▸ Source passage:

========================================================================

如何仅返回在 mysql 连接中找到所有提供的值的行？

Question

I have an inner join like this:

SELECT
    p.id
    , p.date
    , pu.user_id
FROM projections p
INNER JOIN projection_user AS pu ON p.id = pu.projection_id
WHERE pu.user_id IN ('1', '3')

This returns the following results:

id | date       | user_id 
--------------------------
16 | 2020-03-05 | 1
17 | 2020-03-05 | 1
17 | 2020-03-05 | 3

I would like to only return rows where the projection ( p.id ) has the exact pu.user_id values supplied in my WHERE clause -- in this case the projection with a p.id of 17, since it has both pu.user_id 1 and 3, and no others. In the full code I am actually grouping by p.id for the final result:

SELECT
    p.id
    , p.date
FROM projections p
INNER JOIN projection_user AS pu ON p.id = pu.projection_id
WHERE pu.user_id IN ('1', '3')
GROUP BY p.id

id | date
--------------------------
16 | 2020-03-05
17 | 2020-03-05

How can I only return the projection with p.id of 17?

Answer 1

Use aggregation:

SELECT p.id, p.date, GROUP_CONCAT(pu.user_id)
FROM projections p INNER JOIN
     projection_user pu
     ON p.id = pu.projection_id
GROUP BY p.id, p.date
HAVING SUM(pu.user_id IN (1, 3)) = COUNT(*) AND
       COUNT(*) = 2;

Note: This assumes no duplicates in projection_user , which is typically a reasonable assumption. The query can be tweaked if such duplicates are possible.

Or, if you prefer:

SELECT p.id, p.date,
       GROUP_CONCAT(pu.user_id ORDER BY pu.user_id) as user_ids
FROM projections p INNER JOIN
     projection_user pu
     ON p.id = pu.projection_id
GROUP BY p.id, p.date
HAVING user_ids = '1,3';

Answer 2

This amendment to Gordon Linoff's answer works as needed:

SELECT
    p.id
    , p.date
FROM projections p
INNER JOIN projection_user AS pu ON p.id = pu.projection_id
GROUP BY p.id
HAVING SUM(pu.user_id IN (1, 3)) = COUNT(*) AND COUNT(*) = 2

========================================================================

▸ Dataset section:
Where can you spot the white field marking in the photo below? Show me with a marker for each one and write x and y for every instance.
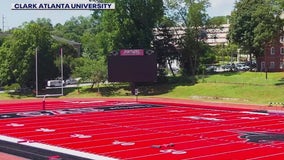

========================================================================

▸ Task:
Could you print the whole MySQL join thread from above, word for word?

▸ Exercise solution:
如何仅返回在 mysql 连接中找到所有提供的值的行？

Question

I have an inner join like this:

SELECT
    p.id
    , p.date
    , pu.user_id
FROM projections p
INNER JOIN projection_user AS pu ON p.id = pu.projection_id
WHERE pu.user_id IN ('1', '3')

This returns the following results:

id | date       | user_id 
--------------------------
16 | 2020-03-05 | 1
17 | 2020-03-05 | 1
17 | 2020-03-05 | 3

I would like to only return rows where the projection ( p.id ) has the exact pu.user_id values supplied in my WHERE clause -- in this case the projection with a p.id of 17, since it has both pu.user_id 1 and 3, and no others. In the full code I am actually grouping by p.id for the final result:

SELECT
    p.id
    , p.date
FROM projections p
INNER JOIN projection_user AS pu ON p.id = pu.projection_id
WHERE pu.user_id IN ('1', '3')
GROUP BY p.id

id | date
--------------------------
16 | 2020-03-05
17 | 2020-03-05

How can I only return the projection with p.id of 17?

Answer 1

Use aggregation:

SELECT p.id, p.date, GROUP_CONCAT(pu.user_id)
FROM projections p INNER JOIN
     projection_user pu
     ON p.id = pu.projection_id
GROUP BY p.id, p.date
HAVING SUM(pu.user_id IN (1, 3)) = COUNT(*) AND
       COUNT(*) = 2;

Note: This assumes no duplicates in projection_user , which is typically a reasonable assumption. The query can be tweaked if such duplicates are possible.

Or, if you prefer:

SELECT p.id, p.date,
       GROUP_CONCAT(pu.user_id ORDER BY pu.user_id) as user_ids
FROM projections p INNER JOIN
     projection_user pu
     ON p.id = pu.projection_id
GROUP BY p.id, p.date
HAVING user_ids = '1,3';

Answer 2

This amendment to Gordon Linoff's answer works as needed:

SELECT
    p.id
    , p.date
FROM projections p
INNER JOIN projection_user AS pu ON p.id = pu.projection_id
GROUP BY p.id
HAVING SUM(pu.user_id IN (1, 3)) = COUNT(*) AND COUNT(*) = 2